Mãe Bióloga havia se queimado ao tirar o peru do forno no natal.
Soa simples, mas era uma queimadura dolorosa e bem feia.
Não parecia desesperada, mas eu sei que Mãe Bióloga passou todas as pomadas do mundo em seu antebraço em uma tentativa falha de fazer com que a queimadura curasse.
Nada funcionava.
Não tínhamos tempo para médico, dia 27 de dezembro partiríamos para a Amazônia ficando em um hotel na floresta, com direito a vista para o Rio Negro, cachoeira como piscina e pata de onça na porta do quarto.
Acho que você ainda não entendeu.
Era literalmente na floresta.
DENTRO da floresta.

Foi no dia que fizemos o tour pela floresta que eu presenciei algo mágico. Na minha mente de criança de 9 anos, não consegui entender muito a extraordinariedade do evento, estava mais preocupada em não ter uma tarântula pulando em mim, do que prestar verdadeira atenção no mistério que as árvores guardavam.

* **Entradas de dados armazenados**:
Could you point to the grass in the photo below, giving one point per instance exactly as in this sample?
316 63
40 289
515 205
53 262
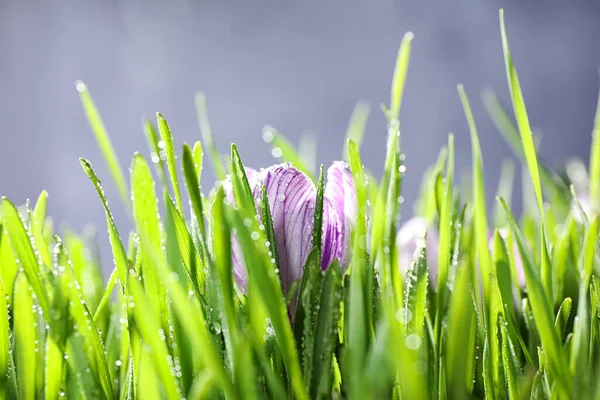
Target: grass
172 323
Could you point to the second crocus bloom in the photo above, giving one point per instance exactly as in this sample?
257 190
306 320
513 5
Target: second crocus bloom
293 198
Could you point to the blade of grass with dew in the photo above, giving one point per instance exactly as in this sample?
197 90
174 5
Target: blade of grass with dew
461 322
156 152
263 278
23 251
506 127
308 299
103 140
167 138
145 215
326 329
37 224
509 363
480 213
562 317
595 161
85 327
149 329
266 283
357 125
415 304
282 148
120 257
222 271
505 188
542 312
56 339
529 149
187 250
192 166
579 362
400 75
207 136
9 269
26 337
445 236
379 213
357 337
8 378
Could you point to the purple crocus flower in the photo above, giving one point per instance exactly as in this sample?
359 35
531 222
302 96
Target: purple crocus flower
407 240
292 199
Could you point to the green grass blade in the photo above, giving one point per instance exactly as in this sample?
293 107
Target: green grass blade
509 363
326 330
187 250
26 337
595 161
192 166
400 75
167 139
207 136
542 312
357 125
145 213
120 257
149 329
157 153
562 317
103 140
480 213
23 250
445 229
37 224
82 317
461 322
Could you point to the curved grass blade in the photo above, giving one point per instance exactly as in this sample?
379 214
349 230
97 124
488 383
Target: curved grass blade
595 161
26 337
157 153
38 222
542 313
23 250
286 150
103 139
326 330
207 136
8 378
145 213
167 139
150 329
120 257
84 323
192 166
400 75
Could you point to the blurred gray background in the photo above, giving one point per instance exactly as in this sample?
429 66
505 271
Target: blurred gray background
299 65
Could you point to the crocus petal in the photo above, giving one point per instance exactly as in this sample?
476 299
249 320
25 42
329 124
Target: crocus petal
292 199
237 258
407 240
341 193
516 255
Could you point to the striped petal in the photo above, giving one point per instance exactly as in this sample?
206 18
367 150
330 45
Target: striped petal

* **O QUE PRODUZIR**:
Dê continuidade ao relato sobre a viagem à Amazônia logo após a última frase apresentada.

* **RESPOSTA DO EXERCÍCIO**:
Mas de qualquer maneira, me lembro com clareza de como me senti ao entrar na mata fechada. Era um silêncio animalesco, não se ouvia nada além das patas dos animais mais remotos quebrando as folhas secas e um constante lapidar dos caminhos traçados por quem usa se arriscar. A folhagem fechada não deixava com que os raios de sol entrassem ser serem filtrados, cada raio passava pela folha verde refletindo no chão, o que o céu gradava.
Mãe Bióloga olhou em volta, com os olhos brilhando de fascínio, disse baixinho para mim.
– Olha, Sô, a gente tá dentro da floresta.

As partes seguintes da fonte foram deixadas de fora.